## TUGAS ANDA
Salin lagi semua baris daftar di bawah ini, termasuk permintaannya. Skalakan setiap koordinat jawaban dengan faktor 1,25, lalu bulatkan ke bilangan bulat (angka ,5 dibulatkan ke atas). Angka dalam permintaan dan contoh formatnya tetap seperti aslinya.

(Item yang tercantum dalam sebuah dataset)
___
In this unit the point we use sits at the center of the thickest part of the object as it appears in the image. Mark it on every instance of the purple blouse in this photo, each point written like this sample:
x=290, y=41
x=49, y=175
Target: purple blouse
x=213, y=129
___
## JAWABAN LATIHAN
In this unit the point we use sits at the center of the thickest part of the object as it appears in the image. Mark it on every instance of the purple blouse in this photo, each point written like this sample:
x=290, y=41
x=49, y=175
Target: purple blouse
x=266, y=161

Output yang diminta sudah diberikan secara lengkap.